- TASK ITEM: Extract every line of the listing below and reproduce each one without any change.

= Beginning of Section =

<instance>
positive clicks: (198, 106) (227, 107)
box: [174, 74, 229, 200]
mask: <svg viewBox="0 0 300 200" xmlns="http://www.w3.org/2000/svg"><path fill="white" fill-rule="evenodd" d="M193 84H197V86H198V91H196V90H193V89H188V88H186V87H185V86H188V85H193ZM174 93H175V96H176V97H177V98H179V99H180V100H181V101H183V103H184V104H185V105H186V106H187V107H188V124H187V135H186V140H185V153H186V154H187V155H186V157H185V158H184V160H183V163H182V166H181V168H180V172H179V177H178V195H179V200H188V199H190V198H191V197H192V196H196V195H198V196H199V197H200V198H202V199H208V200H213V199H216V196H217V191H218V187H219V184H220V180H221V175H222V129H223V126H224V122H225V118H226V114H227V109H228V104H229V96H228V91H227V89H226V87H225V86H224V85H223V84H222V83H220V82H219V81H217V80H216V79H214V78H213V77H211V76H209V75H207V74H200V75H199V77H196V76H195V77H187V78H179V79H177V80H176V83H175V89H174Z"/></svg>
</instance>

= End of Section =

- YOUR RESPONSE:
<instance>
positive clicks: (198, 106) (227, 107)
box: [174, 74, 229, 200]
mask: <svg viewBox="0 0 300 200" xmlns="http://www.w3.org/2000/svg"><path fill="white" fill-rule="evenodd" d="M193 84H197V86H198V91H196V90H193V89H188V88H186V87H185V86H188V85H193ZM174 93H175V96H176V97H177V98H179V99H180V100H181V101H183V103H184V104H185V105H186V106H187V107H188V124H187V135H186V140H185V153H186V154H187V155H186V157H185V158H184V160H183V163H182V166H181V168H180V172H179V177H178V195H179V200H188V199H190V198H191V197H192V196H196V195H198V196H199V197H200V198H202V199H208V200H213V199H216V196H217V191H218V187H219V184H220V180H221V175H222V129H223V126H224V122H225V118H226V114H227V109H228V104H229V96H228V91H227V89H226V87H225V86H224V85H223V84H222V83H220V82H219V81H217V80H216V79H214V78H213V77H211V76H209V75H207V74H200V75H199V77H196V76H195V77H187V78H179V79H177V80H176V83H175V89H174Z"/></svg>
</instance>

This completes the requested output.